While some cynics deride the World Economic Forum’s annual meetings in Davos, Switzerland, as a playground for purveyors of conventional wisdom, Garrett takes the conference seriously.
As CEO of Hackensack Meridian Health, Garrett runs New Jersey’s largest health network with 17 hospitals, 500 patient care locations, 35,000 team members and 6,500 physicians. Upon his return from Davos this year, Garrett described the work he and HMH have done to reduce health care equity gaps – a major theme of the WEF’s health care programs.
A forthcoming study should provide the data to back up his assessment that the efforts have paid off. “It’s an intense schedule,” Garrett said of Davos and the work that goes on there. “You go from 6:30 or 7:00 in the morning until 10:00 at night. … They have bilateral meetings, where you’re sitting down one on one with stakeholders … In our case, I met with leaders of some organizations and companies that potentially we could partner with. It also gave me a chance to connect with colleagues, for example Kaiser on the West Coast, who I don’t see on a regular basis. … I do find it to be useful. … I would not go to a conference just to shoot the breeze. You’re going a long distance, you’re taking five important days out of your routine, this job and this field is challenging enough, but I think what we come back with is something significant.”
Under Garrett’s leadership, HMH has made strides in medical education, behavioral health care, cancer care, and innovation and research. It opened the first private medical school in New Jersey in decades. The Hackensack Meridian School of Medicine offers a curriculum that includes a three-year path to residency, a community immersion program and inter-disciplinary learning. According to Garrett, the school is on track to secure its final accreditation before the summer.

- _INFORMATION PROVIDED_:
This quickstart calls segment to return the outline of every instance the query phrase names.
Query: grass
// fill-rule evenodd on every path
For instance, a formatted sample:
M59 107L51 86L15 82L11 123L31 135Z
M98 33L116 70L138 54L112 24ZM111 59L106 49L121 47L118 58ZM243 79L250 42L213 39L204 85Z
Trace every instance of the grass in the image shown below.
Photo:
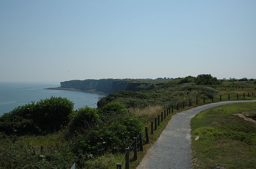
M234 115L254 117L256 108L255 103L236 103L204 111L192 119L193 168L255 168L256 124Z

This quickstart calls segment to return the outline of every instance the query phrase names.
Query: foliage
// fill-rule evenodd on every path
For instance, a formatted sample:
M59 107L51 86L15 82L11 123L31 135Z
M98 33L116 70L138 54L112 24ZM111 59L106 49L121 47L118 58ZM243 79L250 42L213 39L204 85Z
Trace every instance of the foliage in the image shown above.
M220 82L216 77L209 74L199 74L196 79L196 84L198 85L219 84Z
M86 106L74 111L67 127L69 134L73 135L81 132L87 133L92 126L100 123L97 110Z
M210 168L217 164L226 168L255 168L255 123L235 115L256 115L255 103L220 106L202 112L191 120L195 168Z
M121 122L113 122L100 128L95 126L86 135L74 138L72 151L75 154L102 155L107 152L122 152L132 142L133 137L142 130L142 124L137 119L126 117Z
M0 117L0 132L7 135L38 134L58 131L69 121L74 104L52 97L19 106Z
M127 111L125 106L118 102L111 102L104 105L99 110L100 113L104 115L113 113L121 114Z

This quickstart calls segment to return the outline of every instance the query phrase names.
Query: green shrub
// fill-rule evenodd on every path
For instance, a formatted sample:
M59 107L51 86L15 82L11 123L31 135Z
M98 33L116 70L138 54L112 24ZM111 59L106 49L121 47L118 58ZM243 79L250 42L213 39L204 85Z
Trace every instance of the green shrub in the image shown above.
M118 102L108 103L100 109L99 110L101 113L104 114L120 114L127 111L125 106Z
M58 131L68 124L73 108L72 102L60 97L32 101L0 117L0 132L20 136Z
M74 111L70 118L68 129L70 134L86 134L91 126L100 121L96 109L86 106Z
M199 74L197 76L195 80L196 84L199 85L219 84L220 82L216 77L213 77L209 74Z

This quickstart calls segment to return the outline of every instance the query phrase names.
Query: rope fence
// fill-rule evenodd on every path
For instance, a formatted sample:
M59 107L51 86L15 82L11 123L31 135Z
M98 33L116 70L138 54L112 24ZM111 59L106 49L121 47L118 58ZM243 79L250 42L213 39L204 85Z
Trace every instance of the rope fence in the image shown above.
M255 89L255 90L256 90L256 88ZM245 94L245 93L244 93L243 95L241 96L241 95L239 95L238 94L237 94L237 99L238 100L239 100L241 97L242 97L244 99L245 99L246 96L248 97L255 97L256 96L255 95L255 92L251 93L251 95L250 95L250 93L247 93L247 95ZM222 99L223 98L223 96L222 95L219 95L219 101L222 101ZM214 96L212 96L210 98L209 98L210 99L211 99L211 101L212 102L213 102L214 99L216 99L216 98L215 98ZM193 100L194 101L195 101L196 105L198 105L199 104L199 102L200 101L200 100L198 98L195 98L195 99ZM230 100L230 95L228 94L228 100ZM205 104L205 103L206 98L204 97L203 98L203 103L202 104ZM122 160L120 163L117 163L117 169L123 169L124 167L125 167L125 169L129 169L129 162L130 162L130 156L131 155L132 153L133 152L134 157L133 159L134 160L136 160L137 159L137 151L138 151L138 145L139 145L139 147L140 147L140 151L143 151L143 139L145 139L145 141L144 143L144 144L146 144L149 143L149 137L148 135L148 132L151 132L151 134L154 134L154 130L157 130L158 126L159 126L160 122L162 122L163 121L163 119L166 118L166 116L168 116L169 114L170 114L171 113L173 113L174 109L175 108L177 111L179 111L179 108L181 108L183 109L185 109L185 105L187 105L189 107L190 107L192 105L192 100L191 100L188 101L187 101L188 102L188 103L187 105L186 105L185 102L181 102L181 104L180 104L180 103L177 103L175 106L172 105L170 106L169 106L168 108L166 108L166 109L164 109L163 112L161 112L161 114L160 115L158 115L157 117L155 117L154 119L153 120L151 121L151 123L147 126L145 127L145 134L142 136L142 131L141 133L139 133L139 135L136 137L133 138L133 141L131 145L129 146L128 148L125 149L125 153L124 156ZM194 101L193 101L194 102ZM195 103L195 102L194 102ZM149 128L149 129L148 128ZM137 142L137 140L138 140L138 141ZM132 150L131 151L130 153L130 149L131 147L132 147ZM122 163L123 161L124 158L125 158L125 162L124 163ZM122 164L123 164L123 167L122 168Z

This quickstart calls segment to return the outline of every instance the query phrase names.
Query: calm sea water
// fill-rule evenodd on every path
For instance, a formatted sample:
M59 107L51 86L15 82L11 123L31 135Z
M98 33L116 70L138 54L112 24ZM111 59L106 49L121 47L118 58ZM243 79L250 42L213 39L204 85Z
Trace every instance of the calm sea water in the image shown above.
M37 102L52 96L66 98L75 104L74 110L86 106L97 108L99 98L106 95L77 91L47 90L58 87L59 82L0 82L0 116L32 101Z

- _QUESTIONS TO ANSWER_:
1) Print the passage of the article on Garrett between "As CEO of Hackensack" and "health care programs.", inclusive.
2) Does the article on Garrett agree with each statement below? Answer yes or no for each, and quote the words from the article that decide it. (a) Hackensack Meridian Health includes 17 hospitals. (b) At Davos, Garrett connected with colleagues from Kaiser on the East Coast. (c) The Hackensack Meridian School of Medicine has already secured its final accreditation.

- _TASK-BY-TASK SOLUTIONS_:
1)
As CEO of Hackensack Meridian Health, Garrett runs New Jersey’s largest health network with 17 hospitals, 500 patient care locations, 35,000 team members and 6,500 physicians. Upon his return from Davos this year, Garrett described the work he and HMH have done to reduce health care equity gaps – a major theme of the WEF’s health care programs.

2)
(a) Yes: "17 hospitals"
(b) No: "for example Kaiser on the West Coast"
(c) No: "the school is on track to secure its final accreditation before the summer"